→ Written exercise
Copy each of the following lines word for word, leaving out the pictures.

→ Recorded data
++++++++

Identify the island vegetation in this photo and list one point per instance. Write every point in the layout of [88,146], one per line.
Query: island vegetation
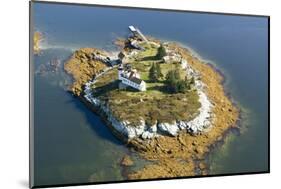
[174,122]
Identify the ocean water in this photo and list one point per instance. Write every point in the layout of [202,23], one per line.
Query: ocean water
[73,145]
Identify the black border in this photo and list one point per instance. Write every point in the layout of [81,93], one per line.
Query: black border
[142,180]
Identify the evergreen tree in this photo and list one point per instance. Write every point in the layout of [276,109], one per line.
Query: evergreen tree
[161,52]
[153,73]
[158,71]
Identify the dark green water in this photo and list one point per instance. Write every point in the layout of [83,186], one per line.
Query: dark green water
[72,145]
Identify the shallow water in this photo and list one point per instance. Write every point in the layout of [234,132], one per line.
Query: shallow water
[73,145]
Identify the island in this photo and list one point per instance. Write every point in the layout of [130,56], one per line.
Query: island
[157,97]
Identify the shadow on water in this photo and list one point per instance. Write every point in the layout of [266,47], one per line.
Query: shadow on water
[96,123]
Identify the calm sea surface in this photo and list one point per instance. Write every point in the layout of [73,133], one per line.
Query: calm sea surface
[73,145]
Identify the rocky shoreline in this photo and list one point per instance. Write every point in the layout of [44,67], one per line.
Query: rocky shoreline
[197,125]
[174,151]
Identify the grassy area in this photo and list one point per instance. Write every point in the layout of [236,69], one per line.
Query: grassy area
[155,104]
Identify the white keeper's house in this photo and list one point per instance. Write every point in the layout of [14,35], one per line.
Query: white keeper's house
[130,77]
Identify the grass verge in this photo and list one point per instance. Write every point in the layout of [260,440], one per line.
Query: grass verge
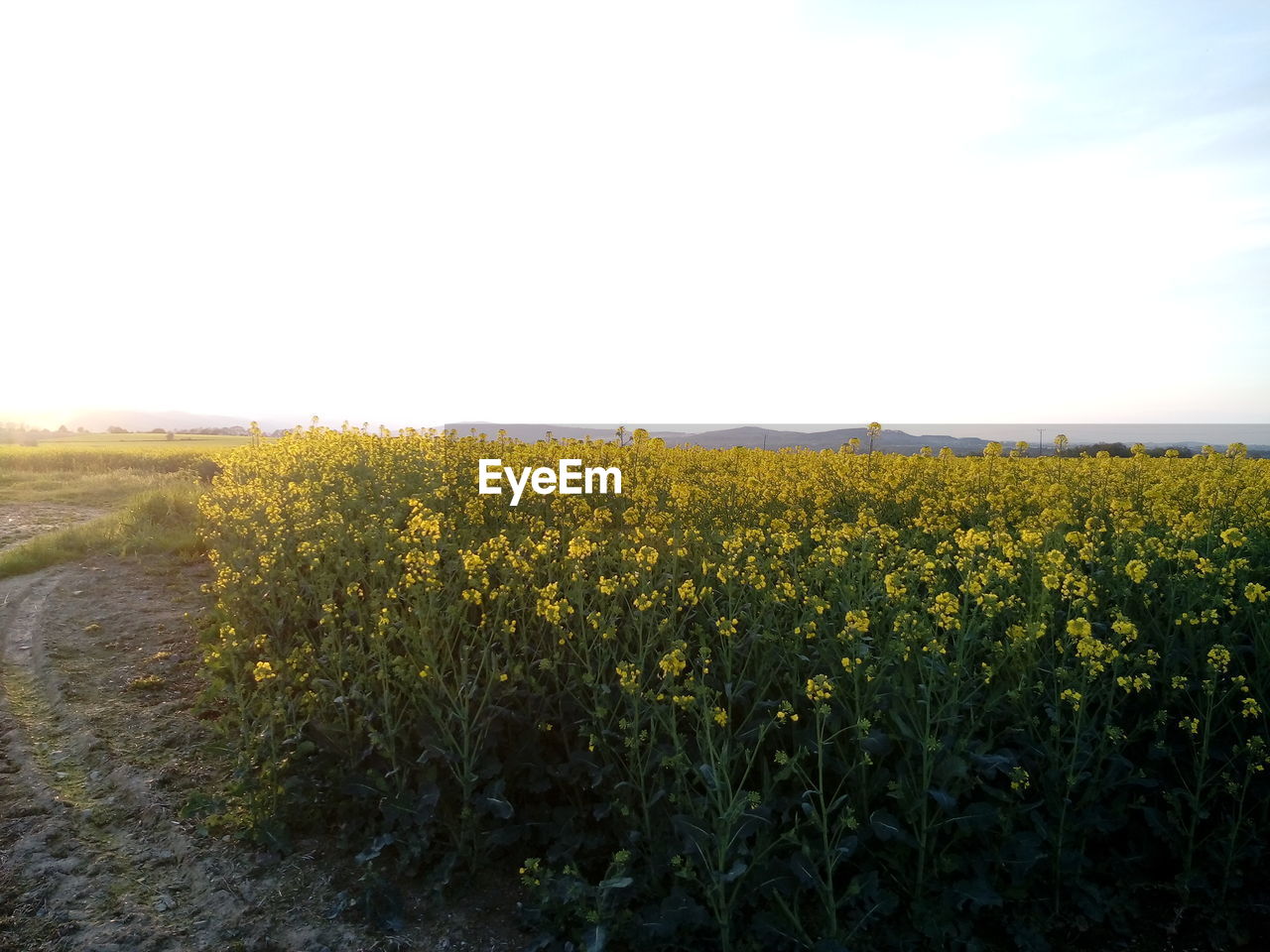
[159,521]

++++++++

→ Response
Identify the island vegetation in this photo and list one point per instance. Write every point in the layout of [88,146], one per line.
Query: island vegetation
[174,122]
Identify the ocean water in this photo and list one point per instance. Write every point in the layout of [202,23], one per line.
Query: ocean water
[73,145]
Identify the black border in this photo and list one point per instance. Write every point in the layout of [81,93], one per line.
Query: black border
[142,180]
Identify the evergreen tree in this photo and list one point per instance. Write every point in the layout of [276,109], one per line.
Query: evergreen tree
[161,52]
[153,73]
[158,71]
Identify the dark green water in this photo and list one point per instance. Write every point in the layout of [83,186], one per line.
Query: dark green water
[72,145]
Identify the shallow water in this photo and list one point per instance. Write every point in the layout of [234,132], one per line.
Query: shallow water
[73,145]
Identify the island in this photo and list one point per instance. Write every point in the layout of [130,56], one per line.
Query: island
[157,97]
Identify the shadow on water in this photo and list one point per instance. Write every point in the layout of [266,47], one per line.
Query: shadow on water
[96,123]
Identify the calm sea surface in this photo and list one point per instance. Write every point in the layout of [73,133], one per line.
Query: calm sea surface
[73,145]
Identify the rocky shoreline in this photo and list one point per instance. Write every point in the layout of [44,67], one per line.
Query: rocky shoreline
[197,125]
[174,151]
Identify the grassy area in this photo and list one point per instance. Write every point in the layout of [236,69], one per line.
Query: grassy area
[155,104]
Identify the white keeper's house in this photo and list one point per instance. Write every point in the layout of [14,35], one per line.
Query: white keeper's house
[130,77]
Identify the grass verge in this photo and list one point per instance. Write every point in the layout of [260,440], one per line.
Query: grass verge
[159,521]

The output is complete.